## Given problem A
Extract the region labeling rows, starting at the first row and ending with the line that contains "M 535 350 L", inclusive, and reproduce them without any changes.

Studio album by Mutiny
- Released: 7 August 2006
- Recorded: 2006
- Genre: Folk punk
- Label: Missing Ling Fistolo

Mutiny chronology
| Digging for Gold (2002) | Co-op Brewery (2006) |  |

= Co-op Brewery =

Co-op Brewery is an album by the Australian band, Mutiny, released by Missing Link Records locally, and by Fistolo Records in the United States. Brian Gillespie of Shite n Onions felt the group provide "nautical-folk-punk that leans toward sea shanties, and ballads."

Co-op Brewery reflects Mutiny's greater ability to pay for production—it was recorded at Birdland Studios and Lindsay Gravina mixed "Digging for Gold." "Abbotsford Co-Operative Brewery" tells the tale of an attempt to wrest the control of the beer brewing industry back off the main players. "Free Soup Daily" relates the story of someone who is queuing to be fed at a soup kitchen, and "Digging for Gold" relates life on the Victorian Goldfields.

## Given problem B
Copy the complete Co-op Brewery album text above verbatim.

Region labeling rows:

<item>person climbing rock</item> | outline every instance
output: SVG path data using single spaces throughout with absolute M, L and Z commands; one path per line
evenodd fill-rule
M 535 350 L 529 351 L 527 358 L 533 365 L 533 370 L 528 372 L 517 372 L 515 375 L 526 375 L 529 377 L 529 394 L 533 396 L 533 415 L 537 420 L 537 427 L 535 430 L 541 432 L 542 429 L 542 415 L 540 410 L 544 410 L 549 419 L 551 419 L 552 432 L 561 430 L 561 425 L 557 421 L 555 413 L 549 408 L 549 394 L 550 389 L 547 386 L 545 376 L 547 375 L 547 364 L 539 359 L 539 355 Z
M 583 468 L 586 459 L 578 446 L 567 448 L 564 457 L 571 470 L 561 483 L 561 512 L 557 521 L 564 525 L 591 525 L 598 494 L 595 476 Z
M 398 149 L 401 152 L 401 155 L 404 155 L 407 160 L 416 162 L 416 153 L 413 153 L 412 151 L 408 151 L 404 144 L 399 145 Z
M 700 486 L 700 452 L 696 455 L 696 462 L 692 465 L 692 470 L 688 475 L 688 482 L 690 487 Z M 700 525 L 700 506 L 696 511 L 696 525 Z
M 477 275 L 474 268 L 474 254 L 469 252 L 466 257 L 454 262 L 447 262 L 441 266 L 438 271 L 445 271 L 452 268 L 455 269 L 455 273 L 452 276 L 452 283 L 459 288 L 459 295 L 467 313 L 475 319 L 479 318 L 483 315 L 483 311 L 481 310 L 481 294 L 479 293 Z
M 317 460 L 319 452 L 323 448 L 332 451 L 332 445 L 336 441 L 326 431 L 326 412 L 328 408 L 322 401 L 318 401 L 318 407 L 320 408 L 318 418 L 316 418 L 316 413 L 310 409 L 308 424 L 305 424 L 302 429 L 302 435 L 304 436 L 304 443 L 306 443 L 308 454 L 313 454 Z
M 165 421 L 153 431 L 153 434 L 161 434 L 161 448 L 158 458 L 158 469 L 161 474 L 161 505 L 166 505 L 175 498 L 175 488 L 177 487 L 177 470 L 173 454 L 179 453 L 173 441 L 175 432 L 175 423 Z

## Task answer A
<item>person climbing rock</item> | outline every instance
output: SVG path data using single spaces throughout with absolute M, L and Z commands; one path per line
evenodd fill-rule
M 535 350 L 529 351 L 527 358 L 533 365 L 533 370 L 528 372 L 517 372 L 515 375 L 526 375 L 529 377 L 529 394 L 533 396 L 533 415 L 537 420 L 537 427 L 535 430 L 541 432 L 542 429 L 542 415 L 540 410 L 544 410 L 549 419 L 551 419 L 552 432 L 561 430 L 561 425 L 557 421 L 555 413 L 549 408 L 549 394 L 550 389 L 547 386 L 545 376 L 547 375 L 547 364 L 539 359 L 539 355 Z

## Task answer B
Studio album by Mutiny
- Released: 7 August 2006
- Recorded: 2006
- Genre: Folk punk
- Label: Missing Ling Fistolo

Mutiny chronology
| Digging for Gold (2002) | Co-op Brewery (2006) |  |

= Co-op Brewery =

Co-op Brewery is an album by the Australian band, Mutiny, released by Missing Link Records locally, and by Fistolo Records in the United States. Brian Gillespie of Shite n Onions felt the group provide "nautical-folk-punk that leans toward sea shanties, and ballads."

Co-op Brewery reflects Mutiny's greater ability to pay for production—it was recorded at Birdland Studios and Lindsay Gravina mixed "Digging for Gold." "Abbotsford Co-Operative Brewery" tells the tale of an attempt to wrest the control of the beer brewing industry back off the main players. "Free Soup Daily" relates the story of someone who is queuing to be fed at a soup kitchen, and "Digging for Gold" relates life on the Victorian Goldfields.